▶ [Task instructions]
Please return the material exactly; leave no entry out.
- - - -
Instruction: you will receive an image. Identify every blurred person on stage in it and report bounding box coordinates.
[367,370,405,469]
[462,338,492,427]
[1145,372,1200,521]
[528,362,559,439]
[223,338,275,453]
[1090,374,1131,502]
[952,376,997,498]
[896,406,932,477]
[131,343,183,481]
- - - -
▶ [Result]
Instruction: you will receive an image. Identify every blurred person on stage in it and report bounding box coordinates.
[367,370,405,469]
[462,338,492,427]
[1145,372,1200,521]
[528,362,559,439]
[223,338,275,453]
[1090,374,1131,502]
[952,376,997,498]
[896,406,932,477]
[131,343,183,481]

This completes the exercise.